#### Given instruction:
Render every line of the data below as a numbered list, skipping blank lines and leaving out the pictures.

#### Entries shown:
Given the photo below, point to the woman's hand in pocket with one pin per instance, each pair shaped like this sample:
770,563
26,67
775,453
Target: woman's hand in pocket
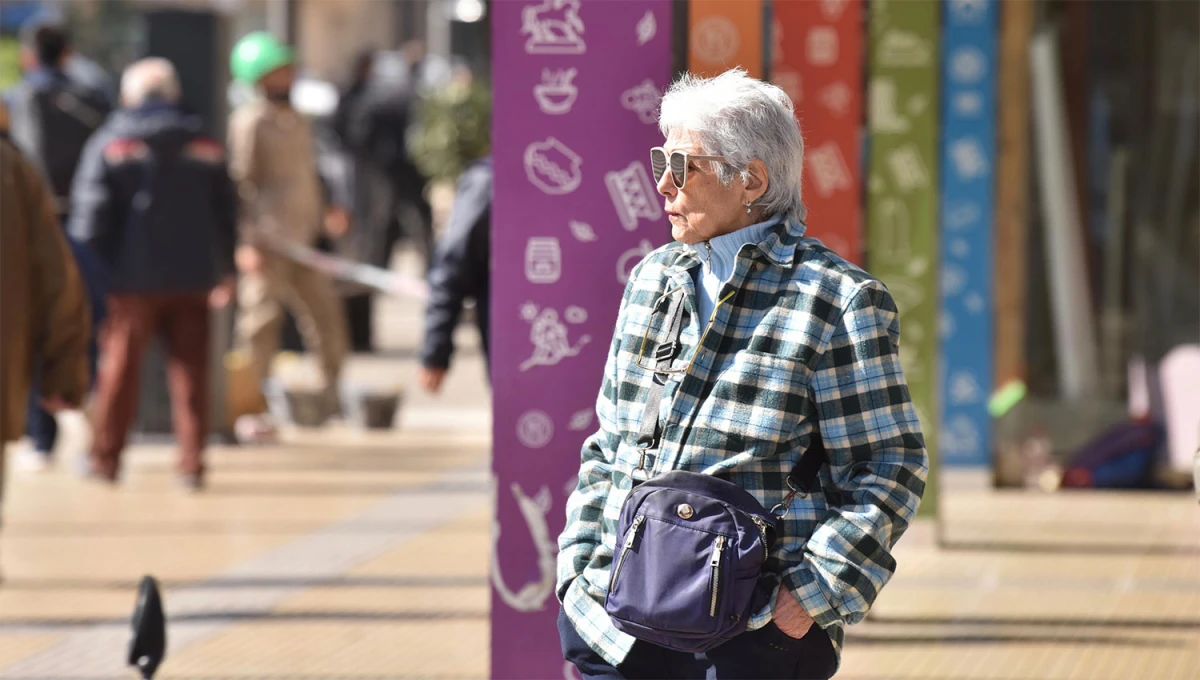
790,614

#### Reply:
1. Given the photo below, point to the woman's hand in pocket with one pin per instance, each pair shaped like this sample:
2. 770,563
3. 26,67
4. 775,453
5. Target: woman's hand in pocket
6. 790,614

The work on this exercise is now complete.